• [Text excerpt]:
Filtering log data: Finding the needles in the Haystack

  • Authors:
  • Li Yu;Ziming Zheng;Zhiling Lan;Terry Jones;Jim M. Brandt;Ann C. Gentile

  • Affiliations:
  • Illinois Institute of Technology, Chicago, 60616, USA;Illinois Institute of Technology, Chicago, 60616, USA;Illinois Institute of Technology, Chicago, 60616, USA;Oak Ridge National Laboratory, TN 37831, USA;Sandia National Laboratories, Livermore, CA 94551, USA;Sandia National Laboratories, Livermore, CA 94551, USA

  • Venue:
  • DSN '12 Proceedings of the 2012 42nd Annual IEEE/IFIP International Conference on Dependable Systems and Networks (DSN)
  • Year:
  • 2012

Quantified Score

Hi-index 0.00

Visualization

Abstract

Log data is an incredible asset for troubleshooting in large-scale systems. Nevertheless, due to the ever-growing system scale, the volume of such data becomes overwhelming, bringing enormous burdens on both data storage and data analysis. To address this problem, we present a 2-dimensional online filtering mechanism to remove redundant and noisy data via feature selection and instance selection. The objective of this work is two-fold: (i) to significantly reduce data volume without losing important information, and (ii) to effectively promote data analysis. We evaluate this new filtering mechanism by means of real environmental data from the production supercomputers at Oak Ridge National Laboratory and Sandia National Laboratory. Our preliminary results demonstrate that our method can reduce more than 85% disk space, thereby significantly reducing analysis time. Moreover, it also facilitates better failure prediction and diagnosis by more than 20%, as compared to the conventional predictive approach relying on RAS (Reliability, Availability, and Serviceability) events alone.

• [Material provided]:
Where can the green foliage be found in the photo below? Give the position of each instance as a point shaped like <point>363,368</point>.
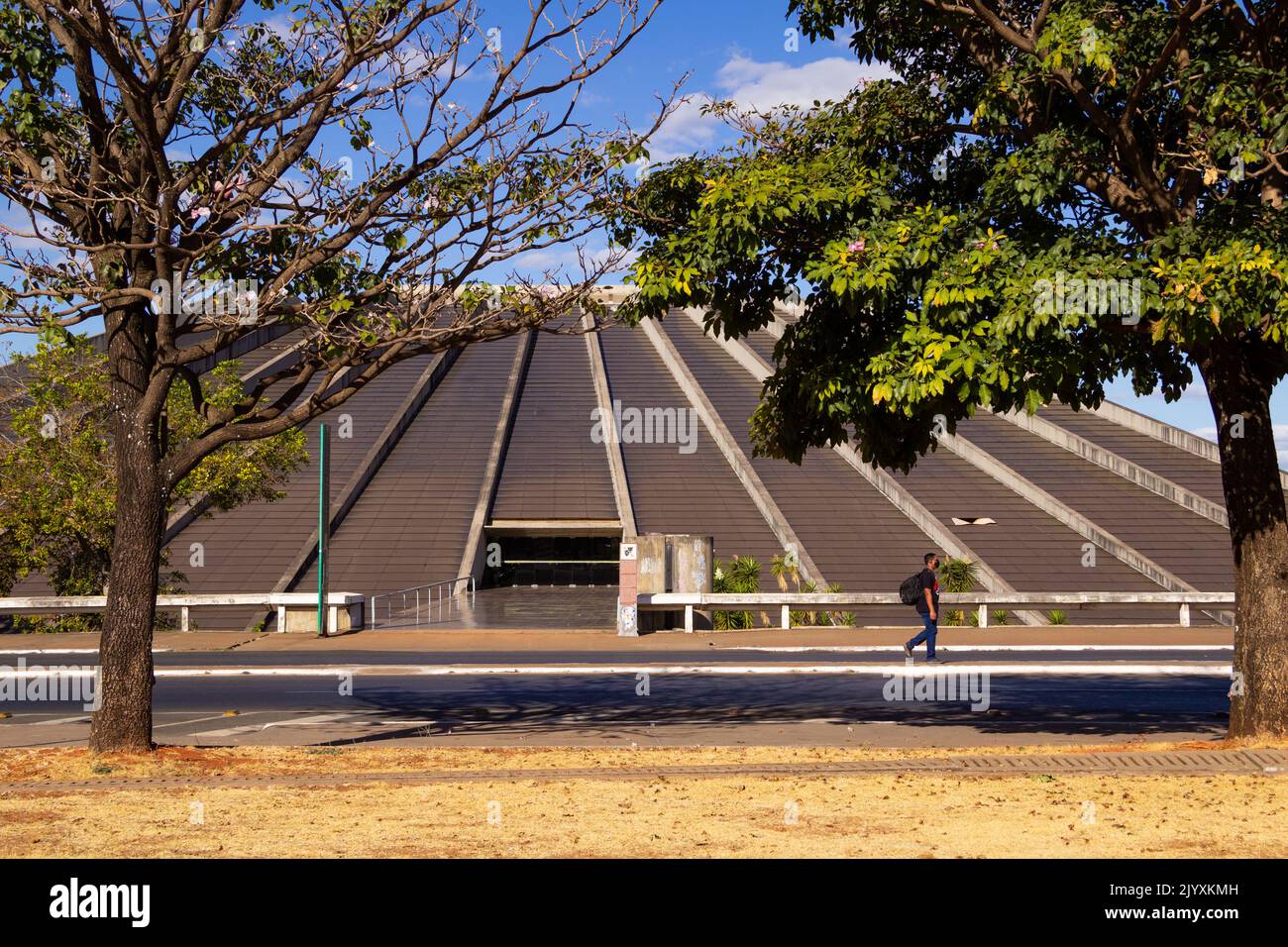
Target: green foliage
<point>56,468</point>
<point>958,575</point>
<point>741,575</point>
<point>928,292</point>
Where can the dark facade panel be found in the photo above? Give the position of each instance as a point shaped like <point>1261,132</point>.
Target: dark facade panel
<point>248,549</point>
<point>673,491</point>
<point>553,468</point>
<point>1028,548</point>
<point>410,526</point>
<point>854,535</point>
<point>1196,549</point>
<point>1197,474</point>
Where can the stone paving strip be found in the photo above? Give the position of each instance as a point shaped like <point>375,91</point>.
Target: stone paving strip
<point>1201,763</point>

• [Requirement]:
Rewrite the paper listing, starting with "Filtering log data: Finding" and going on through "and Networks (DSN)", with "Sandia National Laboratories" replaced by "Sandia Labs" wherever it occurs.

• [The completed task]:
Filtering log data: Finding the needles in the Haystack

  • Authors:
  • Li Yu;Ziming Zheng;Zhiling Lan;Terry Jones;Jim M. Brandt;Ann C. Gentile

  • Affiliations:
  • Illinois Institute of Technology, Chicago, 60616, USA;Illinois Institute of Technology, Chicago, 60616, USA;Illinois Institute of Technology, Chicago, 60616, USA;Oak Ridge National Laboratory, TN 37831, USA;Sandia Labs, Livermore, CA 94551, USA;Sandia Labs, Livermore, CA 94551, USA

  • Venue:
  • DSN '12 Proceedings of the 2012 42nd Annual IEEE/IFIP International Conference on Dependable Systems and Networks (DSN)